— begin DATA —

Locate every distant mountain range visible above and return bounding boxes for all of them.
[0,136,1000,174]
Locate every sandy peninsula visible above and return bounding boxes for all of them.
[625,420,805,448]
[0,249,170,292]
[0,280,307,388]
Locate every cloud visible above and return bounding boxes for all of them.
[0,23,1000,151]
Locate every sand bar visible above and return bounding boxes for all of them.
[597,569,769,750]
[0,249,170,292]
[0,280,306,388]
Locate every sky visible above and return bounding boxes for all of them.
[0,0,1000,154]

— end DATA —

Rescale everything from the line containing "Locate every sky" down to the end of the records, and reproduce those lines in full with the requests included. Multiply each bounding-box coordinate in the answers by 1.9 and round to whole numbers, with halves rounded up.

ANSWER TO THE TASK>
Locate every sky visible above and return bounding boxes for all of them.
[0,0,1900,293]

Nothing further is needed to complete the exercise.